**Aim of the exercise:** Give back each line of the data exactly.

**Given data:**

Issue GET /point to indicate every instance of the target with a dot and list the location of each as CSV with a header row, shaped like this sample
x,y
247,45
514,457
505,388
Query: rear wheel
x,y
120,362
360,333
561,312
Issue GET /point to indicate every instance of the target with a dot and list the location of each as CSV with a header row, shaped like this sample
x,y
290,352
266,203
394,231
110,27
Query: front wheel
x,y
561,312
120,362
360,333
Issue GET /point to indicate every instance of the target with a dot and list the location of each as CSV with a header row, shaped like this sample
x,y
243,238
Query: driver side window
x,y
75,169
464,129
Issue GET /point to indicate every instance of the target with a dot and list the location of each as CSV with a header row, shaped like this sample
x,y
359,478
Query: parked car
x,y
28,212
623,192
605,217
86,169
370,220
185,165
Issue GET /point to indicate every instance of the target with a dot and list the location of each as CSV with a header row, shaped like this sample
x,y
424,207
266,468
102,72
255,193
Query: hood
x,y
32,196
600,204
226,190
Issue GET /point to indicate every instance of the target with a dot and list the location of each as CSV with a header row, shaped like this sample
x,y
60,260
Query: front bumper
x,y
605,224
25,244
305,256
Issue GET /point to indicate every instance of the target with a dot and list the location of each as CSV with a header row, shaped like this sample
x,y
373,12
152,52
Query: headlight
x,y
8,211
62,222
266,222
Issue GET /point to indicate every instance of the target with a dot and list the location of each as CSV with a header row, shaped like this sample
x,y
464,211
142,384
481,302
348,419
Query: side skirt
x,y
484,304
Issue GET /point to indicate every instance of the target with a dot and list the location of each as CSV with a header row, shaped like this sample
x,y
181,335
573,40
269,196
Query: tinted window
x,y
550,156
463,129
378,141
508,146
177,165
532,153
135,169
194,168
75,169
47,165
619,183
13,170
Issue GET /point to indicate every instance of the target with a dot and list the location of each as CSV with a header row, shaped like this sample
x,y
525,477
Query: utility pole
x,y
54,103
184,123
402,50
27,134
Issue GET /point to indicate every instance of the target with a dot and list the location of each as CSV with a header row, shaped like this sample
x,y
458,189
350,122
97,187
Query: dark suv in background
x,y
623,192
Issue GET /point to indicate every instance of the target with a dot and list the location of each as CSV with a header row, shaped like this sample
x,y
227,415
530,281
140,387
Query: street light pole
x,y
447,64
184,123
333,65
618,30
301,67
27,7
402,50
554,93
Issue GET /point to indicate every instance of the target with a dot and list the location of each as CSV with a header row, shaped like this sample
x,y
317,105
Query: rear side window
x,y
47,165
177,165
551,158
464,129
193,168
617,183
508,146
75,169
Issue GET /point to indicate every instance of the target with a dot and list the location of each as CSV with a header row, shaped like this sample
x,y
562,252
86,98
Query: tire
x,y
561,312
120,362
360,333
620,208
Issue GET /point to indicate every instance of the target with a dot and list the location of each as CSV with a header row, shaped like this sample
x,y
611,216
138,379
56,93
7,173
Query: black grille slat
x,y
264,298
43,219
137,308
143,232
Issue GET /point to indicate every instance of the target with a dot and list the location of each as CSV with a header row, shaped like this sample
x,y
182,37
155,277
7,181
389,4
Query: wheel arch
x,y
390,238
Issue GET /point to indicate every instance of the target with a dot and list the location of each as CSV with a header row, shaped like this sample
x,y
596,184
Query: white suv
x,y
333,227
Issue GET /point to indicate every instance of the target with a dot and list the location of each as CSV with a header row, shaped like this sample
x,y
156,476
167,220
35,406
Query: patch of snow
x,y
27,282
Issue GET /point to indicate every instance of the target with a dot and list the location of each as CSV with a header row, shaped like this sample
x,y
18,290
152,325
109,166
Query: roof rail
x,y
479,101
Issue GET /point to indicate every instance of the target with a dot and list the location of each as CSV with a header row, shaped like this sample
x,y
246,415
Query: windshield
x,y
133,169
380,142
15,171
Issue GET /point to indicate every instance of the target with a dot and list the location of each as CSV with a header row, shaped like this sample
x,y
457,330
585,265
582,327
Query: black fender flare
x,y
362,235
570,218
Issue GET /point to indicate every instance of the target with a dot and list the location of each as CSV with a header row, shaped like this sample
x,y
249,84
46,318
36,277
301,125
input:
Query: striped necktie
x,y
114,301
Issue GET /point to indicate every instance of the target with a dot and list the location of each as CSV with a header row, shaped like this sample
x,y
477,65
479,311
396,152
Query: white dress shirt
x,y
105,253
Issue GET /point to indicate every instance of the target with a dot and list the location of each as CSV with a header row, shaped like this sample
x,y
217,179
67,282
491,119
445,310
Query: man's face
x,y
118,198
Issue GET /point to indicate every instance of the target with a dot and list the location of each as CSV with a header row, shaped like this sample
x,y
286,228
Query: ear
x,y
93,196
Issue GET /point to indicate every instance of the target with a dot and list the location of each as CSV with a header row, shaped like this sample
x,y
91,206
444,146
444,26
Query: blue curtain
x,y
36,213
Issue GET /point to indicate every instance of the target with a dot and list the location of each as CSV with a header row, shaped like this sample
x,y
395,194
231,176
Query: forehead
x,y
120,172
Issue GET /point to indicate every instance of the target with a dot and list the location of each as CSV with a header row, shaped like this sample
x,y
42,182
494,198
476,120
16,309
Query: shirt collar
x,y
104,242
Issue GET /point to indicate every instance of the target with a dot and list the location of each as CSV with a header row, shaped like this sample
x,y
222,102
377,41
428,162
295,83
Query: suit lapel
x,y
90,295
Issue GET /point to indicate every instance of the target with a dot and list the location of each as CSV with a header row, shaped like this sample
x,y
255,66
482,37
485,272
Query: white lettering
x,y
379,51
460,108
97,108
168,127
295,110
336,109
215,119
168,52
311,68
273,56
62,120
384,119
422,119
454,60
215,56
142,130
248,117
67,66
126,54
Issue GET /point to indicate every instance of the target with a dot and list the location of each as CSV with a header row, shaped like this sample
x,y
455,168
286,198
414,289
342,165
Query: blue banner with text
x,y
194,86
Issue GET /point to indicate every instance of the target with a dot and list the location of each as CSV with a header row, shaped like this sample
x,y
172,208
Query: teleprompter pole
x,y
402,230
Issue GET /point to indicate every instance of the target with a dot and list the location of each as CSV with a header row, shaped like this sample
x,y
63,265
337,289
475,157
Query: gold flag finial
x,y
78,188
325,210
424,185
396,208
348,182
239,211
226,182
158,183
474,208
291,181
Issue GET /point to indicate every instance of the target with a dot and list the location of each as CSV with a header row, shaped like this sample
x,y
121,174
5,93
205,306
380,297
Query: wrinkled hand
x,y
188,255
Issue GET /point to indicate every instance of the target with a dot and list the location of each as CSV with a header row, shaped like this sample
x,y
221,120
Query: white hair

**Response to this task:**
Issue GET /point to indicate every instance of the target with a dot and list the location of each as CSV with a header row, shaped like this sample
x,y
247,45
514,457
505,388
Query: rear wheel
x,y
120,362
360,333
561,312
Issue GET /point to indicate every instance of the target with a dot and list the location of each as CSV with a header row, shaped like this sample
x,y
290,352
266,203
394,231
110,27
Query: front wheel
x,y
561,312
120,362
360,333
Issue GET /point to indicate every instance of the target with a dot and list the location of each as CSV with a header row, shaped like this sample
x,y
243,238
Query: driver side window
x,y
75,169
464,129
Issue GET /point to indicate every instance of the target with a dot and list the location of each as CSV with a header row, shaped like this sample
x,y
359,478
Query: parked car
x,y
28,212
623,192
605,217
86,169
370,220
185,165
Issue GET /point to indicate every instance of the target with a dot and list the location of each as CSV with a header row, shaped like this sample
x,y
424,207
266,468
102,72
255,193
Query: hood
x,y
32,196
600,204
226,190
Issue GET /point to indicate every instance of the target with a dot and list the location of each as CSV with a header row, shaped like this sample
x,y
60,260
Query: front bumper
x,y
605,224
25,244
305,256
Issue GET /point to indicate every instance of the target with a dot and list the location of each as CSV with a header row, shaped like this sample
x,y
373,12
152,52
Query: headlight
x,y
8,211
62,222
266,222
Issue GET /point to indicate every instance of the target with a dot and list the location of each as CSV with a header row, shaped like this sample
x,y
464,211
142,384
481,302
348,419
Query: side skirt
x,y
484,304
Issue GET /point to indicate every instance of the target with a dot and list the location of each as CSV with a header row, shaped like this sample
x,y
181,335
573,40
269,196
Query: tinted window
x,y
550,156
463,129
378,141
508,146
177,165
532,153
135,169
194,168
75,169
47,165
619,183
13,170
Issue GET /point to indicate every instance of the target with a dot and list the location of each as CSV with a header row, shaped like this sample
x,y
525,477
Query: utility pole
x,y
54,103
184,123
402,50
27,134
Issue GET /point to indicate every instance of the target with a dot and list the location of each as CSV with a header row, shaped like this sample
x,y
458,189
350,122
97,187
Query: dark suv in background
x,y
623,192
Issue GET /point to indicate every instance of the target with a dot and list the location of each as CSV with a header row, shaped like this sample
x,y
227,415
530,281
140,387
Query: street light pole
x,y
447,64
184,123
333,65
618,30
301,67
27,7
402,50
554,93
Issue GET /point to indicate every instance of the target with a dot and list the location of each as CSV with a header row, shaped like this sample
x,y
317,105
Query: rear side window
x,y
47,165
177,165
551,158
464,129
193,168
617,183
508,146
75,169
Issue GET /point to indicate every instance of the target with a dot and list the location of each as CSV with a header row, shaped like this sample
x,y
562,252
86,98
Query: tire
x,y
561,312
120,362
360,333
620,208
Issue GET /point to indicate every instance of the target with a dot and list the location of each as CSV with a header row, shaped like this sample
x,y
611,216
138,379
56,93
7,173
Query: black grille slat
x,y
264,298
43,219
137,308
143,232
Issue GET /point to indicate every instance of the target with a dot and list the location of each as CSV with a header row, shaped like this sample
x,y
182,37
155,277
7,181
389,4
Query: wheel arch
x,y
390,238
Issue GET /point to indicate every instance of the target with a dot and list the location of each as CSV with a header row, shaped like this sample
x,y
596,184
Query: white suv
x,y
333,227
Issue GET /point to indicate every instance of the target with a dot and list the location of each as CSV with a header row, shaped like this sample
x,y
156,476
167,220
35,406
Query: patch of snow
x,y
27,282
Issue GET /point to indicate every instance of the target with a dot and list the location of each as CSV with a header row, shaped like this sample
x,y
18,290
152,325
109,166
Query: roof rail
x,y
479,101
Issue GET /point to indicate every instance of the target with a dot and list the location of each as CSV with a header row, shaped like this sample
x,y
246,415
Query: windshield
x,y
133,169
380,142
15,171
Issue GET /point to indicate every instance of the target with a dot and list the location of each as CSV with a header row, shaped like this sample
x,y
457,330
585,265
582,327
Query: black fender flare
x,y
362,235
570,218
Issue GET /point to indicate every instance of the target with a dot and list the location of each as CSV with a header row, shaped like this sample
x,y
249,84
46,318
36,277
301,125
input:
Query: striped necktie
x,y
114,301
Issue GET /point to indicate every instance of the target with a dot and list the location of each as CSV with a header row, shaped like this sample
x,y
477,65
479,311
396,152
Query: white dress shirt
x,y
105,253
Issue GET /point to indicate every instance of the target with a dot and list the location of each as CSV with a header row, shaped like this sample
x,y
217,179
67,282
491,119
445,310
Query: man's face
x,y
118,198
Issue GET /point to indicate every instance of the target with a dot and list the location of each as CSV with a header row, shaped like this sample
x,y
286,228
Query: ear
x,y
93,196
Issue GET /point to indicate every instance of the target with a dot and list the location of each as CSV with a header row, shaped like this sample
x,y
91,206
444,146
444,26
Query: blue curtain
x,y
36,213
Issue GET /point to indicate every instance of the target with a dot and list the location of each as CSV with a header row, shaped like this sample
x,y
395,194
231,176
Query: forehead
x,y
120,172
Issue GET /point to indicate every instance of the target with a dot and list the location of each as CSV with a header row, shaped like this sample
x,y
42,182
494,198
476,120
16,309
Query: shirt collar
x,y
104,242
Issue GET /point to indicate every instance of the target with a dot and list the location of each as CSV with a header row, shaped like this sample
x,y
222,102
377,41
428,162
295,83
Query: suit lapel
x,y
90,295
Issue GET /point to indicate every instance of the target with a dot and list the location of each as CSV with a header row, shaped like this sample
x,y
255,66
482,37
485,272
Query: white lettering
x,y
379,51
460,108
97,108
168,127
295,110
336,109
215,119
168,52
311,68
273,56
62,120
384,119
422,119
454,60
215,56
142,130
248,117
67,66
126,54
Issue GET /point to indicate every instance of the target with a dot and list the location of each as CSV with a header row, shaped like this sample
x,y
455,168
286,198
414,289
342,165
Query: blue banner with text
x,y
194,86
Issue GET /point to indicate every instance of the target with a dot and list the location of each as CSV with a header row, shaped like this sample
x,y
172,208
Query: teleprompter pole
x,y
402,230
Issue GET /point to indicate every instance of the target with a dot and list the location of each as CSV with a header row, shaped like this sample
x,y
63,265
337,289
475,157
Query: gold flag finial
x,y
78,188
325,210
424,185
396,208
348,182
239,211
226,182
158,183
474,208
291,181
Issue GET /point to indicate every instance of the target with a dot and list the location of each as CSV with a header row, shaped like this sample
x,y
121,174
5,93
205,306
380,297
Query: wrinkled hand
x,y
188,255
Issue GET /point to indicate every instance of the target with a dot and list the location of each as CSV with a header row, shaped like this sample
x,y
221,120
Query: white hair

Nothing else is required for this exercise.